The present invention provides a purging device and method for improving cold start performance of a fuel cell by direct heating, in which a gas mixture of hydrogen and air is supplied to a cathode of a fuel cell stack after shutdown of a fuel cell system to generate heat by a reaction of hydrogen and air, and the generated heat is used to increase the temperature of the fuel cell stack and, at the same time, remove water from the fuel cell stack.

Claims

exact text as granted — not AI-modified
1 . A purging device for improving cold start performance of a fuel cell by direct heating, the device comprising:
 a fuel cell stack including an anode and a cathode;   a first valve provided in a hydrogen supply line for supplying hydrogen to the anode;   a second valve provided in a hydrogen discharge line connected to an outlet of the anode;   a branch line connected between a line, which connects the first valve in the hydrogen supply line and the anode, and an air supply line for supplying air to the cathode;   a third valve provided in the branch line; and   a controller for controlling the opening and closing of the first, second and third valves.   
     
     
         2 . The purging device of  claim 1 , further comprising a temperature sensor disposed in an air discharge line connected to an outlet of the cathode of the fuel cell stack. 
     
     
         3 . The purging device of  claim 1 , wherein the first valve is opened in response to a signal from the controller during operation and purging of the fuel cell stack.
┄┄┄┄┄┄
Written exercise 1 » Recast the records as a two-column CSV with the headers "request" and "points". Include everything from the line containing "Locate the bird's head" down to the end of the records, writing one row per request with its text and its answer, each in a single quoted field with line breaks replaced by spaces.
┄┄┄┄┄┄
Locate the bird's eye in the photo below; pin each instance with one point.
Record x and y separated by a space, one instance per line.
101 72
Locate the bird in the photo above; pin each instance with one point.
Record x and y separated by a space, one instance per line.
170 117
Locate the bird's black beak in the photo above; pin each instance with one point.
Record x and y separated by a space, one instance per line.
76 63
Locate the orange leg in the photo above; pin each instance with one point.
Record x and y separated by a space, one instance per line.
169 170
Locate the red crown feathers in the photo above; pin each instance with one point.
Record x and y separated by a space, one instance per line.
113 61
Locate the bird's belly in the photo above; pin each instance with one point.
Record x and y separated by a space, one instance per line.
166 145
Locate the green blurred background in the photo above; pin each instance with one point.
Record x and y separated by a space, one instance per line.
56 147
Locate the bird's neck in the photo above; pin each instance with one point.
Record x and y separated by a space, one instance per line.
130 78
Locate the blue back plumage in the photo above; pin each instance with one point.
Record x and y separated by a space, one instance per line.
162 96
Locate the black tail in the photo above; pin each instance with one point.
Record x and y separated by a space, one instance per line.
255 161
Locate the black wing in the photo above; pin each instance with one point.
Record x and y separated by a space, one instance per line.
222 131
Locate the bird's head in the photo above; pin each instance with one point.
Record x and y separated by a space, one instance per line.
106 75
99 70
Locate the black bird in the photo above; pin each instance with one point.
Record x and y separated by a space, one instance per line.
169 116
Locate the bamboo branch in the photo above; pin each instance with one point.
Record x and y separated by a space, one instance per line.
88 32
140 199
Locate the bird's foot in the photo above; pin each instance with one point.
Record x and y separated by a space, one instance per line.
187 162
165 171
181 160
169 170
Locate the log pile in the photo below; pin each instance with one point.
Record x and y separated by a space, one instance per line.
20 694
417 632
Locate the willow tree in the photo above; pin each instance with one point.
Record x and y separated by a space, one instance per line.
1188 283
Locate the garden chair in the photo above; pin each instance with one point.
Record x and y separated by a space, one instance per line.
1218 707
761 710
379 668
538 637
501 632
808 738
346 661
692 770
┄┄┄┄┄┄
Written exercise 2 » Print everything in the fuel cell patent excerpt from "exact text as" down to "cathode of the fuel cell stack.".

Full response 1 »
request,points
"Locate the bird's head in the photo above; pin each instance with one point. Record x and y separated by a space, one instance per line.","106 75 99 70"
"Locate the black bird in the photo above; pin each instance with one point. Record x and y separated by a space, one instance per line.","169 116"
"Locate the bamboo branch in the photo above; pin each instance with one point. Record x and y separated by a space, one instance per line.","88 32 140 199"
"Locate the bird's foot in the photo above; pin each instance with one point. Record x and y separated by a space, one instance per line.","187 162 165 171 181 160 169 170"
"Locate the log pile in the photo below; pin each instance with one point. Record x and y separated by a space, one instance per line.","20 694 417 632"
"Locate the willow tree in the photo above; pin each instance with one point. Record x and y separated by a space, one instance per line.","1188 283"
"Locate the garden chair in the photo above; pin each instance with one point. Record x and y separated by a space, one instance per line.","1218 707 761 710 379 668 538 637 501 632 808 738 346 661 692 770"

Full response 2 »
exact text as granted — not AI-modified
1 . A purging device for improving cold start performance of a fuel cell by direct heating, the device comprising:
 a fuel cell stack including an anode and a cathode;   a first valve provided in a hydrogen supply line for supplying hydrogen to the anode;   a second valve provided in a hydrogen discharge line connected to an outlet of the anode;   a branch line connected between a line, which connects the first valve in the hydrogen supply line and the anode, and an air supply line for supplying air to the cathode;   a third valve provided in the branch line; and   a controller for controlling the opening and closing of the first, second and third valves.   
     
     
         2 . The purging device of  claim 1 , further comprising a temperature sensor disposed in an air discharge line connected to an outlet of the cathode of the fuel cell stack.